+++ Text excerpt
# Neil McEvoy's comments about Women's Aid



## 1927 (Dec 9, 2011)

Surprised no one has posted on what is the biggest local politics story in Cardiff this week!

http://www.walesonline.co.uk/news/w...evoy-suspended-by-plaid-cymru-91466-29871246/


----------



## Edmund Schluessel (Dec 17, 2011)

Neil McEvoy's a sad tosser...I think everyone already knew that.


----------



## 1927 (Dec 17, 2011)

Edmund Schluessel said:


> Neil McEvoy's a sad tosser...I think everyone already knew that.



What an insightful comment! Totally misguided too.


----------



## bendeus (Dec 19, 2011)

1927 said:


> What an insightful comment! Totally misguided too.



TBH, I've not heard anyone with anything good to say about him, 1927.


----------



## 1927 (Dec 20, 2011)

bendeus said:


> TBH, I've not heard anyone with anything good to say about him, 1927.



How long have you got mate, I'll tell you plenty.


----------



## nogojones (Dec 20, 2011)

On a quick straw poll of the people in this room the consensus is ....

He's a tosser


----------



## 1927 (Dec 21, 2011)

nogojones said:


> On a quick straw poll of the people in this room the consensus is ....
> 
> He's a tosser


Well you'd be wrong.

How about addressing the issues rather than attacking the personlaity!


----------



## bendeus (Dec 21, 2011)

1927 said:


> How long have you got mate, I'll tell you plenty.


Tell away, 1927. I'd be interested to hear why you think the number of trusted individuals I know who think he's a total lowlife are wrong.


----------



## 1927 (Dec 21, 2011)

Interestingly no one has come up with anything other than personal insults and no one wants to reply to the OP!


----------



## 1927 (Dec 21, 2011)

bendeus said:


> Tell away, 1927. I'd be interested to hear why you think the number of trusted individuals I know who think he's a total lowlife are wrong.



Will PM you when I got time mate.


----------
++++++
Tasks and exercises:
[1] Can you transcribe the forum thread about Neil McEvoy from "# Neil McEvoy's" to "Cardiff this week!"?
[2] Which usernames post in the forum thread about Neil McEvoy? List each one once.
[3] Answer these from the forum thread about Neil McEvoy:
(a) On what date was the opening post made?
(b) How does the opening post describe the story it links to?
(c) What does 1927 say he will do when he has time?
+++ Entries shown
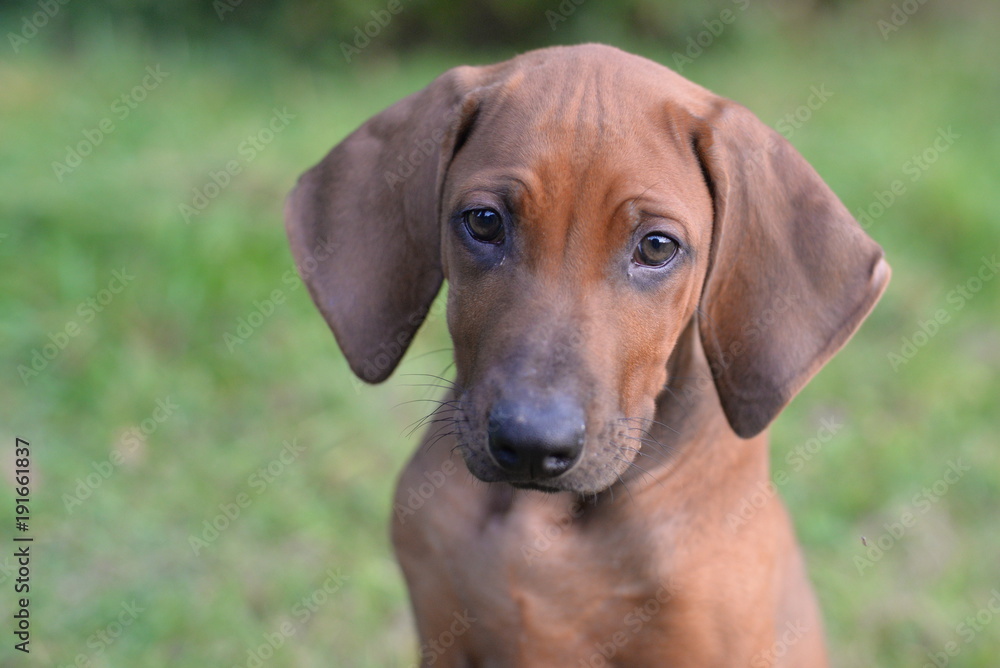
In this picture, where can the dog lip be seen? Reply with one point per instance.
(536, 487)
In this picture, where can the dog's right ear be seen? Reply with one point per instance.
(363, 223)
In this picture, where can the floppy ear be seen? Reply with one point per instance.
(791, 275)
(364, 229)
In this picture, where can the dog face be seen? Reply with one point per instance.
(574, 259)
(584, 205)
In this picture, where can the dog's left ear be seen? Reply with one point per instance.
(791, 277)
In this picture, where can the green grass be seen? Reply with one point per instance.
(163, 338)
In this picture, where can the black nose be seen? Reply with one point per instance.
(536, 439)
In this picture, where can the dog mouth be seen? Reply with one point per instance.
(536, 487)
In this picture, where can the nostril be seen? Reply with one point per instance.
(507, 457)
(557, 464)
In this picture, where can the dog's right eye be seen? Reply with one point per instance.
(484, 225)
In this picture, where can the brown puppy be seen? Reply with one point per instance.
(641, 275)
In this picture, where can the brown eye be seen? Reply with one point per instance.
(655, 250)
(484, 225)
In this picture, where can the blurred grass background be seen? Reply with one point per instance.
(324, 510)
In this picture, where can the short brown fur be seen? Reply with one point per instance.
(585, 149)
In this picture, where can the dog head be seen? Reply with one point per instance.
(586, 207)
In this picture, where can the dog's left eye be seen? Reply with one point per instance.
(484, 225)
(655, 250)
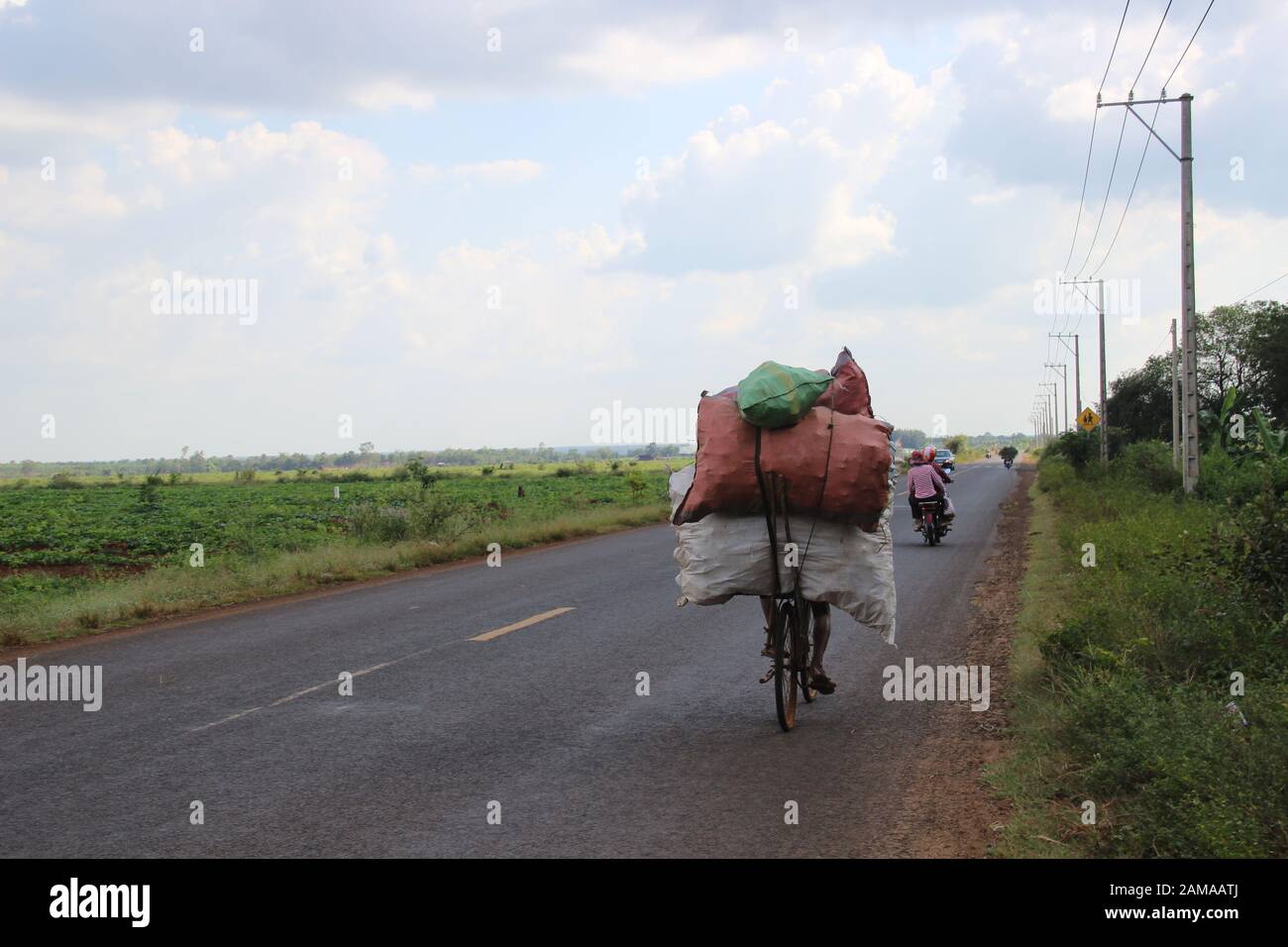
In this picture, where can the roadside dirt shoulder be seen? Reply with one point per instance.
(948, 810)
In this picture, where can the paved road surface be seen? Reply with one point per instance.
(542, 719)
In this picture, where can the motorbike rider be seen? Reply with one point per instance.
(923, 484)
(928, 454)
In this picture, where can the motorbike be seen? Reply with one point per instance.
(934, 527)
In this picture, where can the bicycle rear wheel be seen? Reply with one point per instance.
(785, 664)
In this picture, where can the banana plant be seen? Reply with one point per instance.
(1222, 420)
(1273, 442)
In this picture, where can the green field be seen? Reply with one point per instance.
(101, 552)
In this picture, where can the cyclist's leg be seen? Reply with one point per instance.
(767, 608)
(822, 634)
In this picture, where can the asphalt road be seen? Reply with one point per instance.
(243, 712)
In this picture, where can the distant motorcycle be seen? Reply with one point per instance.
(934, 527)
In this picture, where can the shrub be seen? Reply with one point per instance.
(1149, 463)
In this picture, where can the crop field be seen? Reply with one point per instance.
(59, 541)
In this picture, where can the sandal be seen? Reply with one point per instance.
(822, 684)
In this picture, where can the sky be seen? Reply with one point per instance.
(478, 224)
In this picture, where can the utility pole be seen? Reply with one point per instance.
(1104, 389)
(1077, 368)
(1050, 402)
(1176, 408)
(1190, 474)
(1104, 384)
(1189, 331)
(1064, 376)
++++++
Answers given:
[1]
# Neil McEvoy's comments about Women's Aid



## 1927 (Dec 9, 2011)

Surprised no one has posted on what is the biggest local politics story in Cardiff this week!

[2]
1927
Edmund Schluessel
bendeus
nogojones

[3]
(a) Dec 9, 2011
(b) As the biggest local politics story in Cardiff this week
(c) PM bendeus